Null terminated strings: bad or good?

B

Bartc

Tony said:
I'm thinking that the overhead of such a design is unnecessary. Consider: .....

Now consider the overhead of the above while handling a 1 MB text file as
one string per line with an average line length of 80 bytes:

1000000 b/(80 b/line) = 12500 lines

On a 32-bit platform:

string16: 12500 lines*(8 bytes overhead/line) = 100 KB overhead/MB = 10%
string_t: 12500 lines*(12 bytes overhead/line) = 150 KB overhead/MB =
15%
string_null: 12500 lines*(8 bytes overhead/line) = 100 KB overhead/MB =

If the file is split into one line per string, then that's already 4 bytes
per line or 50KB/5% overhead.

Adding a length makes that 8 bytes per line or 100KB/10% overhead. But it is
only 5% /extra/. And a total size of 1.1MB instead of 1MB.

The buff_sz as you say can be optional, especially as it could double the
overhead (from 8 to 16 bytes). Where the 1MB text has been loaded into a
single memory block, then each line is not individually allocated anyway.
(And even if it was, there may be other ways of deriving the capacity of a
string of length N without storing that value with every string of length
N.)

────────

| TASKS |
1. Summarize the post on null-terminated strings in two sentences.
2. Using the post on null-terminated strings, mark each statement yes or no, and quote the words that decide it.
(a) The calculation assumes an average line length of 80 bytes.
(b) Adding a length gives a total size of 1.5MB.
(c) The buff_sz must be stored with every string.
The data that comes after this text is separate material.

────────

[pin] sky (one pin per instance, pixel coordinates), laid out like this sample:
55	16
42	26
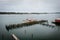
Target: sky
29	5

────────

| WORKED SOLUTIONS |
1. Splitting a 1 MB text file into one string per line already costs 4 bytes per line, or 50KB/5% overhead, and adding a length raises this to 8 bytes per line, or 100KB/10%, which is only 5% extra and a total size of 1.1MB. The buff_sz can be optional because it could double the overhead from 8 to 16 bytes, and when the text is loaded into a single memory block, each line is not individually allocated anyway.

2.
(a) Yes: "with an average line length of 80 bytes"
(b) No: "And a total size of 1.1MB instead of 1MB."
(c) No: "The buff_sz as you say can be optional"